**GIVEN TASK**.
Find the line containing "the man's face". Retype it and every line after it through the end of the entries, exactly as written, with nothing added.

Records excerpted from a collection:
####

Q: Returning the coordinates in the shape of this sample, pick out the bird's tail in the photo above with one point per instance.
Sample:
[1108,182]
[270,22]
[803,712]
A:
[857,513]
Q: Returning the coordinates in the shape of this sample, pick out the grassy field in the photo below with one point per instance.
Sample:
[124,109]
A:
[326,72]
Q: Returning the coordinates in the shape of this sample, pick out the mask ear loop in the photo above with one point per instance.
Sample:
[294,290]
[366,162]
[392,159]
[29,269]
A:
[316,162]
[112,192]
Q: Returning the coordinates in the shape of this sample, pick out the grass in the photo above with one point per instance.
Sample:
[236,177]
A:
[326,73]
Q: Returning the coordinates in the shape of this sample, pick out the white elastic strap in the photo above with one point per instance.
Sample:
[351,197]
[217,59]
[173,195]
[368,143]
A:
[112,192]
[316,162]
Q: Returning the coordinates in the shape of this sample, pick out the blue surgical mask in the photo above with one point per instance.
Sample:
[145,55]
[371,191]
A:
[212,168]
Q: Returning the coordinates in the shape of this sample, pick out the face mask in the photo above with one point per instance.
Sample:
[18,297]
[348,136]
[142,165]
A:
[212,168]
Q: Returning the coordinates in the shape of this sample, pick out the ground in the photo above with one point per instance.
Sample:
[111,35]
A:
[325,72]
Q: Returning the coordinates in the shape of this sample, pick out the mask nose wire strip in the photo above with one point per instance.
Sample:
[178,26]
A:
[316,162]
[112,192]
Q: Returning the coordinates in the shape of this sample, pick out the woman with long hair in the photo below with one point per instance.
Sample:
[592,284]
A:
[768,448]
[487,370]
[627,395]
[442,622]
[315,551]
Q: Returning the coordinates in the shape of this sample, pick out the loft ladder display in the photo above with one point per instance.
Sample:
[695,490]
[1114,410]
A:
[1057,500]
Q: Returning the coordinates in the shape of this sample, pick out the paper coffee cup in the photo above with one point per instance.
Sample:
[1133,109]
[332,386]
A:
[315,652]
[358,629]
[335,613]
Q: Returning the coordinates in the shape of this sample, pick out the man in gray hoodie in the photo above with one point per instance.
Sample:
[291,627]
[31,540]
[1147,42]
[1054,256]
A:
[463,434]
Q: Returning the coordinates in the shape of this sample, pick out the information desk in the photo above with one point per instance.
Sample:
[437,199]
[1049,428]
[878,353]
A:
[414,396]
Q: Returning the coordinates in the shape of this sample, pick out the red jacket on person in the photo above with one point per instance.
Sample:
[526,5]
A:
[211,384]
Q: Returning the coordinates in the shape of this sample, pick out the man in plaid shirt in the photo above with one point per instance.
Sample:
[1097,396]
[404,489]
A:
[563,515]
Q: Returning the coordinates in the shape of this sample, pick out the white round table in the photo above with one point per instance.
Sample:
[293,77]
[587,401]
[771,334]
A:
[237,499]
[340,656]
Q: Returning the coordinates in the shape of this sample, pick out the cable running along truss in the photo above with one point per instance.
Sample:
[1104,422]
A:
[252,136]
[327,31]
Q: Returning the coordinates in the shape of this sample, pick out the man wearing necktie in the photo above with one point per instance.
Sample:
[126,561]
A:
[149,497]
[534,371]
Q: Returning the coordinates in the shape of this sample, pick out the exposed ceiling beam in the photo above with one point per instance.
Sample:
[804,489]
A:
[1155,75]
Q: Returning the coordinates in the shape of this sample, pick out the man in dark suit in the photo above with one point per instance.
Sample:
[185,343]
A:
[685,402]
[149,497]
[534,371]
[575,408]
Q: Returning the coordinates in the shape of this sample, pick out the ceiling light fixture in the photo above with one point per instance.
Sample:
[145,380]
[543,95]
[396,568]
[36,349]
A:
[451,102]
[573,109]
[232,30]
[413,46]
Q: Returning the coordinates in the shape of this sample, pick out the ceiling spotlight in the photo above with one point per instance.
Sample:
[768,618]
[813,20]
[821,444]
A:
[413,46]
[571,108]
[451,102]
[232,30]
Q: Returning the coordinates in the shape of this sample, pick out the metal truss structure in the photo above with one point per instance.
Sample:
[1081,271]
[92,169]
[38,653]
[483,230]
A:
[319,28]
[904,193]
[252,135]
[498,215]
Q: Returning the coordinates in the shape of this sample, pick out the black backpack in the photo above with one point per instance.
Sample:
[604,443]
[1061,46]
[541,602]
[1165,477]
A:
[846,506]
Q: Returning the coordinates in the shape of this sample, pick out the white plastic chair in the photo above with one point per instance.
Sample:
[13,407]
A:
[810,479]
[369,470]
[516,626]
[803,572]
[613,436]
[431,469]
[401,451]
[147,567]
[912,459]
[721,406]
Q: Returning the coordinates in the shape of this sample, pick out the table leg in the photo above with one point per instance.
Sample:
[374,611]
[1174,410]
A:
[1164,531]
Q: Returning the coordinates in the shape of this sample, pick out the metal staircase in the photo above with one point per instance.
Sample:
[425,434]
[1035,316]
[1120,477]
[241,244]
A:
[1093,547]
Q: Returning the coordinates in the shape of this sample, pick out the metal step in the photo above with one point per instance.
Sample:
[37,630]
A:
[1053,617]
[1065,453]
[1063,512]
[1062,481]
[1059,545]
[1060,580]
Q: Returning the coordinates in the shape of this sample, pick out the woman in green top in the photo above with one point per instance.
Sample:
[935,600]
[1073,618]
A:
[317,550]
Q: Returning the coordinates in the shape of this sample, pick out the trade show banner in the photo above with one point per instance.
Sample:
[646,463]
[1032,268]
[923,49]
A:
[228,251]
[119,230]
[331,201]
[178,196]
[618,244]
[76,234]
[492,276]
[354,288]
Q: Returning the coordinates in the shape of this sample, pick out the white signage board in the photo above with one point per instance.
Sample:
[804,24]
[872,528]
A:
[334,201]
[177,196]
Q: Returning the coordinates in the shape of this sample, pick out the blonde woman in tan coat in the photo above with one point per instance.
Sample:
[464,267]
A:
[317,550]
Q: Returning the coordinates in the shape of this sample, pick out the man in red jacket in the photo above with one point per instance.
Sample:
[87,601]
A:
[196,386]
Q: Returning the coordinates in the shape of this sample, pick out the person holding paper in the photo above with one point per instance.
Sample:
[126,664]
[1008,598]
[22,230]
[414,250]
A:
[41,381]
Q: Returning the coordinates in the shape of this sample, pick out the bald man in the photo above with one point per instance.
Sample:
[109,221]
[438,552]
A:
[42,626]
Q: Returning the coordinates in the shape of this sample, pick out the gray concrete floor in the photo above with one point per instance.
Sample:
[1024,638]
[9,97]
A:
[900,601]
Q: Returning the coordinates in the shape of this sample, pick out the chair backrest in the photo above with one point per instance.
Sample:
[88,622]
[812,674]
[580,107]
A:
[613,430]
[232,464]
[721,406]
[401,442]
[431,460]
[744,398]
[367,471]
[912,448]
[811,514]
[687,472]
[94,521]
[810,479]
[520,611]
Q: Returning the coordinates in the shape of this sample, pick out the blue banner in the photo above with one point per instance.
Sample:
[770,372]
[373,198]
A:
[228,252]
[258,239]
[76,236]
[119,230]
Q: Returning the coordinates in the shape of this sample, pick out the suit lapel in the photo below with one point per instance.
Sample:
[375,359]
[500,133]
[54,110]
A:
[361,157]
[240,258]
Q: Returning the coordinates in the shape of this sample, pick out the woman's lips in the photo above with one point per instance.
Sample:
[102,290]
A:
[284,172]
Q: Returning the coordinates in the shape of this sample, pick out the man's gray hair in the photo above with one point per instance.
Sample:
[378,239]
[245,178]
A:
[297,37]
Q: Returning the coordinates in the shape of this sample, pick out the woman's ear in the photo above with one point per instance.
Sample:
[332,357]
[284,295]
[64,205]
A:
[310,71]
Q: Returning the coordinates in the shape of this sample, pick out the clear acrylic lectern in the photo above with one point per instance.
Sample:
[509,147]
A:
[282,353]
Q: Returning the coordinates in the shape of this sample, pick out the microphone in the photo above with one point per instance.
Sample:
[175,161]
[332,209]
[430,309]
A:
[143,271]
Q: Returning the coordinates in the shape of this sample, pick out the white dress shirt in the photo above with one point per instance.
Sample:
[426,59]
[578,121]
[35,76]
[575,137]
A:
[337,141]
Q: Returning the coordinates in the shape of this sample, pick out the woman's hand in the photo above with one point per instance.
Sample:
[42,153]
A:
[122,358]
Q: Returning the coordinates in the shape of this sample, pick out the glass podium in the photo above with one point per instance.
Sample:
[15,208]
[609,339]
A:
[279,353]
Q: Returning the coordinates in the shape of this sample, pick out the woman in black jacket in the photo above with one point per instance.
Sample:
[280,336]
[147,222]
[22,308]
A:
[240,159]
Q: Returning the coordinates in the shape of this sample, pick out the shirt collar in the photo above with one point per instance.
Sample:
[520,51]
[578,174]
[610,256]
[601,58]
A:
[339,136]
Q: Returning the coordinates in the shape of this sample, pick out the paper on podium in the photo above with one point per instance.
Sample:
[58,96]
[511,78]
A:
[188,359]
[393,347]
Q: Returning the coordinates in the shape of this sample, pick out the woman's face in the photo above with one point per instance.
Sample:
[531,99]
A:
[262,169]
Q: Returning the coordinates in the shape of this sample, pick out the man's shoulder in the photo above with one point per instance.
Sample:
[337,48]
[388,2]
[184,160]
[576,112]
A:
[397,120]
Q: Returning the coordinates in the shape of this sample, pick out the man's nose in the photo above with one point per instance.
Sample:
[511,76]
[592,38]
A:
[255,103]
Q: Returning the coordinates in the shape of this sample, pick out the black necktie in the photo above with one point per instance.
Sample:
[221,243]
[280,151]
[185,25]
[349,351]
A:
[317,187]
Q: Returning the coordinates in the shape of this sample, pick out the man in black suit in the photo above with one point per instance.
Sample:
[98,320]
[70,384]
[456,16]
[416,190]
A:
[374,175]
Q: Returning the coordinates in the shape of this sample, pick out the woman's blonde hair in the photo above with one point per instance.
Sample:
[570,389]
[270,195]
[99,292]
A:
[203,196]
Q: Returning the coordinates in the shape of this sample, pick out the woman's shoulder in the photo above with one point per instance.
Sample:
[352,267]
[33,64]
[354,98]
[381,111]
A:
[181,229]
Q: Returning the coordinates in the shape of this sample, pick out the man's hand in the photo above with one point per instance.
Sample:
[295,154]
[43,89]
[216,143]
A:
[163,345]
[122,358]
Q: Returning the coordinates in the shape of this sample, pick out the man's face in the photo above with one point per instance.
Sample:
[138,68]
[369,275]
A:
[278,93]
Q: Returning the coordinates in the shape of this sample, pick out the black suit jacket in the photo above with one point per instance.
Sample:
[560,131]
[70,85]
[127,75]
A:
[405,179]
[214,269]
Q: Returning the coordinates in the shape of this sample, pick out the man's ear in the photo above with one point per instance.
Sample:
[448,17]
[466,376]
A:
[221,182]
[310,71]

####

**WRITTEN ANSWER**.
Q: Returning the coordinates in the shape of this sample, pick out the man's face in the photo above with one point per instance.
Sample:
[138,68]
[369,275]
A:
[278,93]
Q: Returning the coordinates in the shape of this sample, pick out the black suit jacket in the photo above with one point per instance.
Sample:
[560,131]
[70,85]
[127,75]
A:
[405,179]
[214,269]
Q: Returning the coordinates in the shape of this sample, pick out the man's ear in the photo above with one point per instance.
Sample:
[448,17]
[466,376]
A:
[221,182]
[310,71]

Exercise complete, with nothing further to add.